● WHAT YOU SHOULD DO
Write out every one of the rows below verbatim, without changing a single character.

● DATASET EXTRACT
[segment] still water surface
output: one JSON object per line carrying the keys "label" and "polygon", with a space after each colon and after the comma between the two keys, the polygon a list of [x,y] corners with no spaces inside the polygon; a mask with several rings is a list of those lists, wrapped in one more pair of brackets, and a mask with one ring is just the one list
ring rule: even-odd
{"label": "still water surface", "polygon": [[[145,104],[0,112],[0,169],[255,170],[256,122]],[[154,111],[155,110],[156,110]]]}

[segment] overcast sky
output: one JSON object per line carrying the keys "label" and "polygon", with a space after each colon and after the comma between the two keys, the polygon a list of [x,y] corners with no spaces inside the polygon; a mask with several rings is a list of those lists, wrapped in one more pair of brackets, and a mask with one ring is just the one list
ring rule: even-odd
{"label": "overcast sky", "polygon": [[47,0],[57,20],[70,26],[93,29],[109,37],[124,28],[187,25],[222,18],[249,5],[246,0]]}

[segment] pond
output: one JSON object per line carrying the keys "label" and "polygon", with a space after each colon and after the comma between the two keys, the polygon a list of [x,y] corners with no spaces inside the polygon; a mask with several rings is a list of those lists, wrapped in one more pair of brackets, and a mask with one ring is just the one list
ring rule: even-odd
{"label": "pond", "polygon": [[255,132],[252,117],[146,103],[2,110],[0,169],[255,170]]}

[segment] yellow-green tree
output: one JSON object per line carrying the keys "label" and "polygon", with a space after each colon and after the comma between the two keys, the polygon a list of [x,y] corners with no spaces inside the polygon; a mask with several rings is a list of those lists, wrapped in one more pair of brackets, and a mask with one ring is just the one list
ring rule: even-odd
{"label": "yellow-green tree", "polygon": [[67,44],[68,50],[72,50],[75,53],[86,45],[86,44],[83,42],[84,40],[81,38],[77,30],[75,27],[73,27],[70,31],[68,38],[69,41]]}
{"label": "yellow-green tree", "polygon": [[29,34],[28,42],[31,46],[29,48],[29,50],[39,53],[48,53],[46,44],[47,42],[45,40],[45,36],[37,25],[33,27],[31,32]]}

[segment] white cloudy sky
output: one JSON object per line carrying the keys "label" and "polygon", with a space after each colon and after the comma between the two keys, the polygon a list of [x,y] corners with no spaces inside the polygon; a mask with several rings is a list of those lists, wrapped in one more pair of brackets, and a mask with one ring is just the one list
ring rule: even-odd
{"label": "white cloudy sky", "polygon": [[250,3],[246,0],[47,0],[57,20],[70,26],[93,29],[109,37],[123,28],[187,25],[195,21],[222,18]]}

● SOLUTION TO THIS EXERCISE
[segment] still water surface
output: one JSON object per line carrying the keys "label" and "polygon", with a space after each colon and after the comma between the two keys, the polygon a list of [x,y] corners with no spaces inside the polygon; a mask with several rings is a list of those lists, wrapped in one more pair of brackets, and a mask with one ring is just the one list
ring rule: even-odd
{"label": "still water surface", "polygon": [[[145,104],[0,112],[0,169],[255,170],[256,122]],[[154,111],[155,110],[156,110]]]}

[segment] overcast sky
output: one JSON object per line carrying the keys "label" and "polygon", with a space after each colon and after the comma between the two keys, the polygon a list of [x,y] corners with no spaces inside the polygon; a mask with several rings is a list of those lists, wrapped in one more pair of brackets, and a mask with one ring is just the one list
ring rule: even-odd
{"label": "overcast sky", "polygon": [[47,0],[57,20],[70,26],[93,29],[109,37],[124,28],[187,25],[222,18],[249,5],[246,0]]}

[segment] pond
output: one JSON object per line carrying the keys "label" and "polygon", with a space after each colon and after the comma between the two keys, the polygon a list of [x,y] corners with no spaces inside the polygon; a mask with several rings is a list of those lists, wrapped in one more pair of brackets, and a mask with one ring is just the one list
ring rule: even-odd
{"label": "pond", "polygon": [[255,132],[252,117],[146,103],[2,110],[0,169],[255,170]]}

[segment] yellow-green tree
output: one JSON object per line carrying the keys "label" and "polygon", with a space after each colon and after the comma between the two keys, the polygon a list of [x,y] corners with no spaces inside the polygon; a mask with several rings is a list of those lists, wrapped in one more pair of brackets, and a mask with one ring is just the one list
ring rule: even-odd
{"label": "yellow-green tree", "polygon": [[67,44],[68,50],[72,50],[75,53],[86,45],[86,44],[83,42],[84,40],[81,38],[77,30],[75,27],[73,27],[70,31],[68,38],[69,41]]}
{"label": "yellow-green tree", "polygon": [[29,34],[28,42],[31,46],[29,48],[29,50],[39,53],[48,53],[46,44],[47,42],[45,40],[45,36],[37,25],[33,27],[31,32]]}

[segment] white cloudy sky
output: one JSON object per line carrying the keys "label" and "polygon", with a space after each colon and after the comma between the two keys, the polygon a list of [x,y] corners with no spaces inside the polygon; a mask with several rings is a list of those lists, wrapped in one more pair of brackets, and a mask with one ring is just the one list
ring rule: even-odd
{"label": "white cloudy sky", "polygon": [[250,3],[246,0],[47,0],[57,20],[70,26],[93,29],[109,37],[123,28],[187,25],[195,21],[222,18]]}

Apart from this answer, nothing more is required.